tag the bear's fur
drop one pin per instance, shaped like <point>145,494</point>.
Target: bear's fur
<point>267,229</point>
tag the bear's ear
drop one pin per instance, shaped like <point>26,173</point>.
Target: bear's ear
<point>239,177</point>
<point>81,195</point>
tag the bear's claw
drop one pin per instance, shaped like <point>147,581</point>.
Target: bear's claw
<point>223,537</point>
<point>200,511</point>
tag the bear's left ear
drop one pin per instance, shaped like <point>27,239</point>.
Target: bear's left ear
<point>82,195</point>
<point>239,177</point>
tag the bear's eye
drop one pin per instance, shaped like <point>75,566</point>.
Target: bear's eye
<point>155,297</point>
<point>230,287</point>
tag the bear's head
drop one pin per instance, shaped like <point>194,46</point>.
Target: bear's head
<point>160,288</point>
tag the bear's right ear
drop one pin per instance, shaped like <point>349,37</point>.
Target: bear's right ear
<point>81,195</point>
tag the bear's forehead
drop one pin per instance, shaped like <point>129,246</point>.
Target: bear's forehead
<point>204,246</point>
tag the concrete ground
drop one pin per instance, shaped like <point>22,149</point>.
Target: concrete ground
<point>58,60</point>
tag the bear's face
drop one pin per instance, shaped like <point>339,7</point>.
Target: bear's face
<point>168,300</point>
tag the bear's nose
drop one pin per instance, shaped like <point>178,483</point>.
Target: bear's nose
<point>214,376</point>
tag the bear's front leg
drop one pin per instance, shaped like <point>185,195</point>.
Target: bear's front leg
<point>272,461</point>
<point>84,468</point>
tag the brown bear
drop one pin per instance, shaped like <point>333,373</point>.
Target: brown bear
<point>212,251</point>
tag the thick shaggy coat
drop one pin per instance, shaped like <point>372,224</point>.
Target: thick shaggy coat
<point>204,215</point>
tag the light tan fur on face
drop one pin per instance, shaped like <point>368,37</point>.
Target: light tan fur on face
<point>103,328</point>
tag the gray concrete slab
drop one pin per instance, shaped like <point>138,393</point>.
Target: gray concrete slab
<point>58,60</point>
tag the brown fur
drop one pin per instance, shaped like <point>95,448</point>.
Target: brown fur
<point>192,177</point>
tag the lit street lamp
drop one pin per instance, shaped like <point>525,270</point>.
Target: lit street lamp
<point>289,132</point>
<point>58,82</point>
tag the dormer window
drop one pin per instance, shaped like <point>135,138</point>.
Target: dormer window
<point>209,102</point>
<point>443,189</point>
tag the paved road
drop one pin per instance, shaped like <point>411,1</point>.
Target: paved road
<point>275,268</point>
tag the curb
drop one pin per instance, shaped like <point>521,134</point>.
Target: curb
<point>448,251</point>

| Required work |
Begin at the line above that has "Target: bear's right ear" and stop after the line that has "tag the light tan fur on face", copying each line exactly and adding nothing else.

| Written solution |
Target: bear's right ear
<point>81,195</point>
tag the bear's forehead
drop one pin per instance, shaped like <point>129,246</point>.
Target: bear's forehead
<point>204,246</point>
tag the concrete ground
drop one pin per instance, shaped like <point>22,149</point>.
Target: concrete ground
<point>58,60</point>
tag the bear's face
drop one pin per instance, shaped like <point>339,7</point>.
Target: bear's face
<point>168,300</point>
tag the bear's nose
drop one pin per instance, shaped like <point>178,483</point>.
Target: bear's nose
<point>214,376</point>
tag the bear's front leg
drop one pin per instance, shaped like <point>185,195</point>.
Target: bear's front leg
<point>272,461</point>
<point>84,468</point>
tag the brown bear
drop one pin per instance, shaped like <point>333,373</point>.
Target: brown bear
<point>212,251</point>
tag the thick shaggy coat
drop one pin per instance, shaped like <point>372,224</point>.
Target: thick shaggy coat
<point>204,215</point>
tag the light tan fur on face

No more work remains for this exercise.